布置练习:
将下方从含有“Question. Provide the position of each instance of the bedroom”的那一行到含有“x=538 y=217”的那一行（首尾两行均包括在内）的条目输出为两列CSV，列名分别为“条目文本”和“答案”，每个条目占一行。每个字段各用引号括起，字段内的换行一律改为空格。

所给材料:
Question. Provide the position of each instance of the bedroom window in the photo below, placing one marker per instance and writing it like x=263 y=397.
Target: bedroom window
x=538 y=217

--

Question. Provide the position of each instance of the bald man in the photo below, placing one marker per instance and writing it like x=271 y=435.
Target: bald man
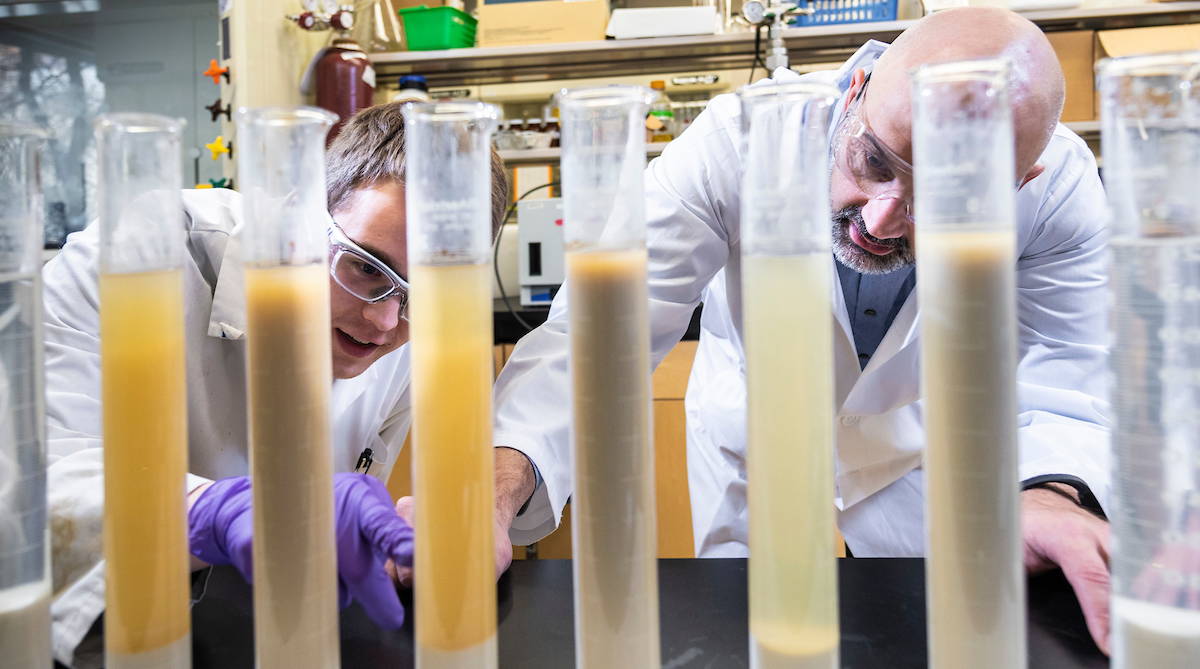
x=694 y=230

本题解答:
条目文本,答案
"Question. Provide the position of each instance of the bedroom window in the photo below, placing one marker per instance and writing it like x=263 y=397. Target: bedroom window","x=538 y=217"